Revise all of the entries below so that each "thickest part" becomes "widest part", with nothing else changed, and leave the pictures out of your answer.

Records that point to named objects:
····················

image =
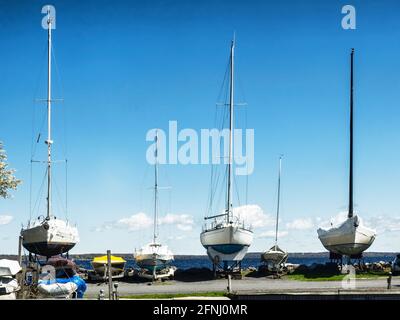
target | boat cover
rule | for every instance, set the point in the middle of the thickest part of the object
(9, 268)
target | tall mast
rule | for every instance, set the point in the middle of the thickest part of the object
(231, 123)
(351, 137)
(49, 142)
(155, 191)
(279, 198)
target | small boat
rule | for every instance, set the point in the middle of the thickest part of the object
(275, 257)
(226, 238)
(99, 265)
(48, 236)
(65, 283)
(350, 238)
(154, 256)
(8, 283)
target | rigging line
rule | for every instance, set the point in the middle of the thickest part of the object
(66, 188)
(64, 109)
(247, 171)
(236, 189)
(142, 187)
(58, 194)
(33, 145)
(37, 202)
(30, 191)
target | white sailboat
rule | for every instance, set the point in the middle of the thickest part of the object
(275, 257)
(154, 256)
(350, 238)
(227, 239)
(47, 235)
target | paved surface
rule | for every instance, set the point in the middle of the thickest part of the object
(254, 285)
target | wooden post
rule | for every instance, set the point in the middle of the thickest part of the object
(229, 284)
(110, 288)
(20, 250)
(20, 276)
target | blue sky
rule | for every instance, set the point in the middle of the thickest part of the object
(124, 67)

····················

__THE RESPONSE__.
image =
target | boat cover
rule | for every instance, set the point in the middle of the widest part of the object
(9, 268)
target | tall mast
rule | for every instance, set the point in the middle of the widest part of the object
(231, 123)
(351, 137)
(49, 142)
(155, 191)
(279, 198)
target | small boat
rule | for every instance, set the point in the middle of the widest part of the object
(275, 257)
(226, 238)
(99, 265)
(48, 236)
(65, 283)
(350, 238)
(154, 256)
(8, 283)
target | rigging line
rule | for every instance, set the point in the middle of the widest part of the object
(66, 188)
(64, 109)
(247, 171)
(236, 189)
(142, 187)
(58, 194)
(33, 145)
(37, 202)
(30, 191)
target | white sailboat
rule | for every instance, set the point in the middle of the widest part of the object
(275, 257)
(154, 256)
(350, 238)
(227, 239)
(47, 235)
target | paved surface
rule | for every instance, set the point in the middle of the widest part of the object
(254, 285)
target | wooden post
rule | for every instance, set the point in the middle of the widest part of the object
(229, 284)
(110, 288)
(20, 250)
(20, 276)
target | blue sky
rule | for every instance, set the point in the middle of the widest part of the object
(124, 67)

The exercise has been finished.